Given problem –
Quote every entry below word for word, changing nothing.

Data provided –
— Begin —

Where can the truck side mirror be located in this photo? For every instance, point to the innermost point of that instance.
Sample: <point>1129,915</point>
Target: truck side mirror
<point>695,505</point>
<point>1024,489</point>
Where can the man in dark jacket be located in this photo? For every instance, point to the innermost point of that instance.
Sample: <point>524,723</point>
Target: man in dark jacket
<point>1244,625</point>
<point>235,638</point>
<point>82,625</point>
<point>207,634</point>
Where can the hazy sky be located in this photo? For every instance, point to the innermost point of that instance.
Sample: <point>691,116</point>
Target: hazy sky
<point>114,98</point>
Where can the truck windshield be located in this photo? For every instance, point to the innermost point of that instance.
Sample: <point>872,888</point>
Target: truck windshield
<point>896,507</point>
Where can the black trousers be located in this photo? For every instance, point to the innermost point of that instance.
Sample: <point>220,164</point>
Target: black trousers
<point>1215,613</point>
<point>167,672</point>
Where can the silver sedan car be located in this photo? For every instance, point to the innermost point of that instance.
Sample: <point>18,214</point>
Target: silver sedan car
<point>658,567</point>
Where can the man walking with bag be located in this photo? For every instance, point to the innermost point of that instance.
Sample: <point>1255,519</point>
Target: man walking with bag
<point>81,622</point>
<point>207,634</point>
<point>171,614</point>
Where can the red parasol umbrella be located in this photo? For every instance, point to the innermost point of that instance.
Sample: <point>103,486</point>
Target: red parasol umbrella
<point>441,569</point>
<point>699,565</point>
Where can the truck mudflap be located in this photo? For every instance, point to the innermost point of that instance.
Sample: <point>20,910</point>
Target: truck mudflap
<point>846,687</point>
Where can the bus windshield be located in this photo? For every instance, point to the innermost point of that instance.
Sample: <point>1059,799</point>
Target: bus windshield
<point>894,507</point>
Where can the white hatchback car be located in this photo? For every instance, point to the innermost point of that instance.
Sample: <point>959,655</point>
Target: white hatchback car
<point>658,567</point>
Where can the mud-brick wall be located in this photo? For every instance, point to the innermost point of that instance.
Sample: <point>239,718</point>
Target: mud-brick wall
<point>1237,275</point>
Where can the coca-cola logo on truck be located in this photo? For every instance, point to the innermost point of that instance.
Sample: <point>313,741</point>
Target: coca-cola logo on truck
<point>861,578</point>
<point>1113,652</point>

— End —

Response to this exercise –
Where can the truck side mirror be located in this photo? For every instance, point to the innermost point of that instance.
Sample: <point>1129,915</point>
Target: truck side mirror
<point>695,505</point>
<point>1024,489</point>
Where can the man in dark jacket be located in this photo? For every instance, point to the innermost point of that instance.
Sample: <point>524,723</point>
Target: man in dark jacket
<point>1244,625</point>
<point>235,638</point>
<point>82,625</point>
<point>207,634</point>
Where can the hazy sky be located in this photo? For every instance, point to the innermost point of that instance.
Sample: <point>691,116</point>
Target: hazy sky
<point>114,98</point>
Where can the truck windshield be located in this photo? For every instance, point to the innermost point of that instance.
Sample: <point>872,888</point>
Target: truck windshield
<point>896,507</point>
Where can the black trousers be located in this photo? For every instance, point to the innermost point of that instance.
Sample: <point>220,164</point>
Target: black trousers
<point>1215,613</point>
<point>167,672</point>
Where can the silver sedan car be located in this photo? For every instance, point to the innermost point of that instance.
Sample: <point>18,214</point>
Target: silver sedan car
<point>658,567</point>
Where can the man walking with bag be located in this photo? For every instance, point to the innermost point of that instance.
Sample: <point>1255,519</point>
Target: man walking with bag
<point>81,622</point>
<point>207,634</point>
<point>171,614</point>
Where can the red parasol umbrella be located in this photo? For every instance, point to the innermost point of that instance.
Sample: <point>103,486</point>
Target: red parasol umbrella
<point>441,569</point>
<point>699,565</point>
Where can the truck mudflap be located in this photo? For every instance, point to the innermost point of that instance.
Sample: <point>20,910</point>
Target: truck mudflap
<point>846,687</point>
Where can the bus windshield be located in this photo? For every instance, point to the innermost point of that instance.
Sample: <point>1059,799</point>
Target: bus windshield
<point>894,507</point>
Where can the white hatchback car be located in this photo? For every instance, point to the innermost point of that instance.
Sample: <point>959,655</point>
Target: white hatchback car
<point>658,567</point>
Where can the mud-brick wall be located in this photo? For every instance, point to the innermost point of that instance.
Sample: <point>239,718</point>
Target: mud-brick wall
<point>1237,275</point>
Where can the coca-cola logo on truck be located in this photo? For every instance, point to the innermost point of that instance.
Sample: <point>313,741</point>
Target: coca-cola logo on truck
<point>861,578</point>
<point>1113,652</point>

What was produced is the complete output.